* [Requirements] Reproduce the listing word for word, starting at the line that contains "If you could drop a marker on the dark" and ending at the last line of the listing.

* [Recorded data]

** start **

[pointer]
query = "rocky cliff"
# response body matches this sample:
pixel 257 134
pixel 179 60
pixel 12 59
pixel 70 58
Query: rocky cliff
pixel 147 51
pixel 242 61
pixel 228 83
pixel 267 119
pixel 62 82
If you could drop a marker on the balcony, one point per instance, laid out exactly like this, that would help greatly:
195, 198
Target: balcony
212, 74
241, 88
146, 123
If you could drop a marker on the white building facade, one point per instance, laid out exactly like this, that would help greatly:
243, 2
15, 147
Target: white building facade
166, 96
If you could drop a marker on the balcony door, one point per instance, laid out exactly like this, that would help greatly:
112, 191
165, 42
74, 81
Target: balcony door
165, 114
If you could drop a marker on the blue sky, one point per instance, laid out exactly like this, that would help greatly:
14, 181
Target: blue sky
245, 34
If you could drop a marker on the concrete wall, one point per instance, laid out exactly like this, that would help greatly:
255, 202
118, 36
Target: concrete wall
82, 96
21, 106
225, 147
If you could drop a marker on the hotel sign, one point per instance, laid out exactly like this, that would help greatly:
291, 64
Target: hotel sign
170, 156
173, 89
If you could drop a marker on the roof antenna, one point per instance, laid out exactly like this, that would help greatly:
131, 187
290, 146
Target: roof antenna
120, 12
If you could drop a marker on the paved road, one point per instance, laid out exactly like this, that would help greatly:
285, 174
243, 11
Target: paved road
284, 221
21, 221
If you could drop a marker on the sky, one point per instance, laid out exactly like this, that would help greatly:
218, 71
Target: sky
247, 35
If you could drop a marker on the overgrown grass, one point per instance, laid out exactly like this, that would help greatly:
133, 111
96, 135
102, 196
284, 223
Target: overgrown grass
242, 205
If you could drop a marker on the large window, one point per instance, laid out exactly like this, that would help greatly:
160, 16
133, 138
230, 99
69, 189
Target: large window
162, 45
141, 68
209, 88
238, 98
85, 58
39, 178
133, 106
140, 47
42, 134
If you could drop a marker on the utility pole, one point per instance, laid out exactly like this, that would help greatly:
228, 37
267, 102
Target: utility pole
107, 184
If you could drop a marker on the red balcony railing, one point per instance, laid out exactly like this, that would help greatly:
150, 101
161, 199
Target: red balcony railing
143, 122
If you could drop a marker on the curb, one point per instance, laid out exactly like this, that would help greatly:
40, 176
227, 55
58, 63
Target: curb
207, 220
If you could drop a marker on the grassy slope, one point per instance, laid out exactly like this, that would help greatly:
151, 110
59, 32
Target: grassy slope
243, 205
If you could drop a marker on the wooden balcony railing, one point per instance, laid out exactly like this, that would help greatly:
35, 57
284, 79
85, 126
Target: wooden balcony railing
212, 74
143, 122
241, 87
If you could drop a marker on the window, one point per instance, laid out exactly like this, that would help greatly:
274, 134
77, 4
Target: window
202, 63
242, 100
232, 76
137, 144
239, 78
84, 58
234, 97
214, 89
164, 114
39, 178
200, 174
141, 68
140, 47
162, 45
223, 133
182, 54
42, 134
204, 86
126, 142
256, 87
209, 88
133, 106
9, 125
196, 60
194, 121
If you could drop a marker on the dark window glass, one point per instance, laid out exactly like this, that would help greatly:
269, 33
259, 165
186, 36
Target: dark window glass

** end **

* [Reply to the exercise]
If you could drop a marker on the dark window glass, one point per instance, laid out exactly like this, that would help greatly:
269, 33
259, 165
186, 36
Target: dark window glass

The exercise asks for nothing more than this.